TASK PROMPT
Identify each line below that contains the word "tractor", treating uppercase and lowercase as different, and copy those lines.

SUPPLIED RECORDS
————
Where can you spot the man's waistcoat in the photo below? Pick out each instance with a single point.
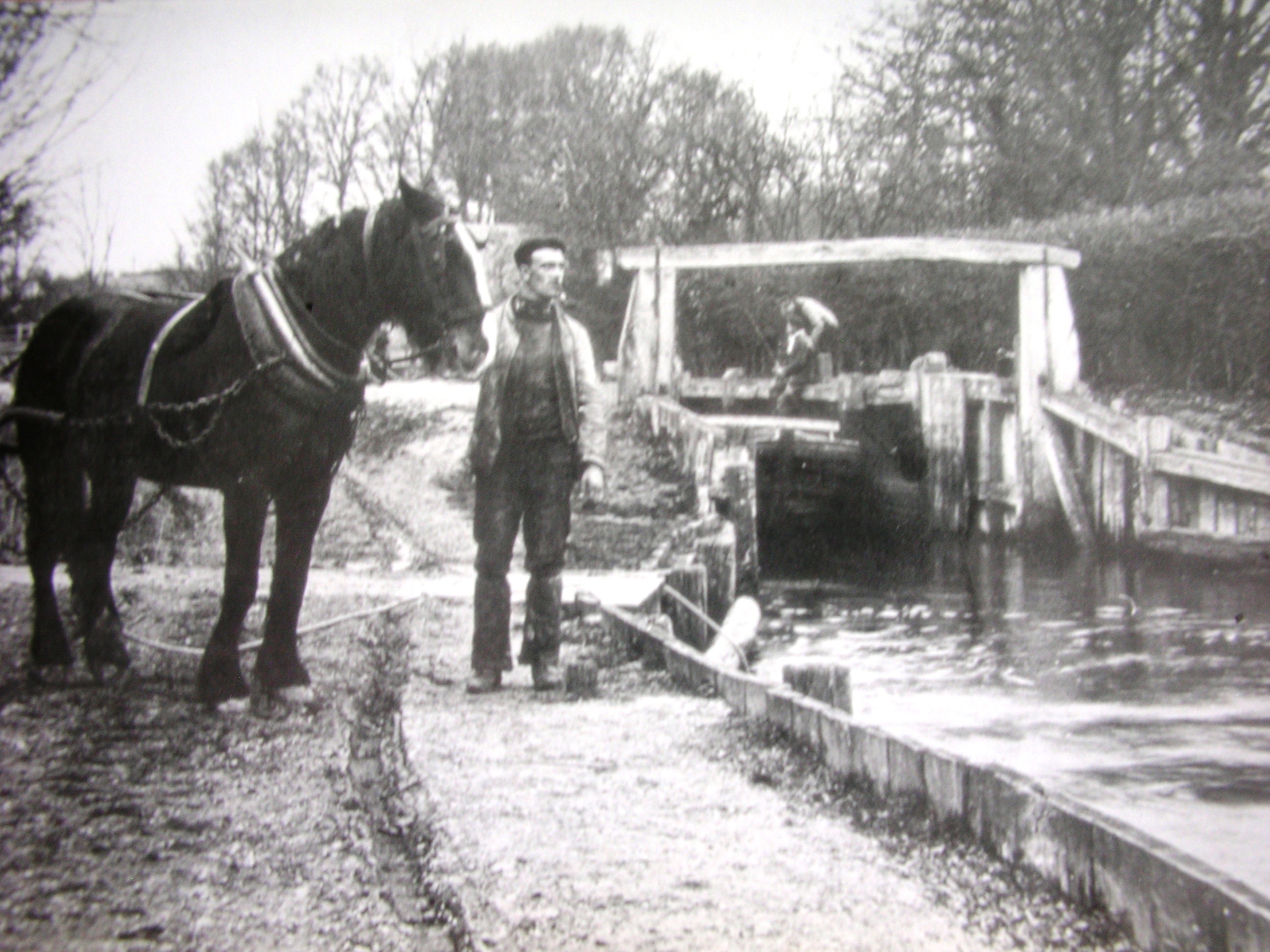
————
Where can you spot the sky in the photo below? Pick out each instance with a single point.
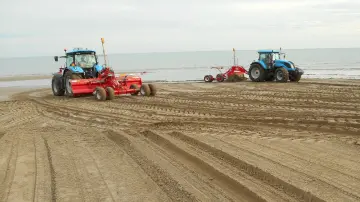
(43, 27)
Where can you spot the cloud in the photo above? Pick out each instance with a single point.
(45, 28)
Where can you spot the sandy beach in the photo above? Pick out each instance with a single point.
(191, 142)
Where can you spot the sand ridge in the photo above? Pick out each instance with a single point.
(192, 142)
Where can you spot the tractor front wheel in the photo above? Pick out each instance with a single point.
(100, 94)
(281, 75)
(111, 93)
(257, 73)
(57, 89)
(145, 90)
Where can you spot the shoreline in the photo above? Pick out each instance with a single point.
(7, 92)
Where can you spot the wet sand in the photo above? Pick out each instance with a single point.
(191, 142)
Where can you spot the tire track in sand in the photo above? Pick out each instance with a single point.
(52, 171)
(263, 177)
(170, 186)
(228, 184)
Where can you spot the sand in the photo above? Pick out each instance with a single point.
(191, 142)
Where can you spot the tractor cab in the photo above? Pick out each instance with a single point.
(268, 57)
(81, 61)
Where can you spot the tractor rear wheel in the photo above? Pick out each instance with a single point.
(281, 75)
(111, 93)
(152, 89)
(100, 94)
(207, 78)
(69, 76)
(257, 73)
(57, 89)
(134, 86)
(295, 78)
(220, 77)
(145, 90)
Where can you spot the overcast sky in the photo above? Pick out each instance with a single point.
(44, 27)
————
REPLY TO THE EXERCISE
Where can you spot the tractor front wheel in the photo above? Pick out each instance with a single point.
Where can you spot the tractor cab in the photo above? Pick out each instance with a single point.
Where can you spot the tractor rear wheel in the photo above? Pick out each instance with a single point.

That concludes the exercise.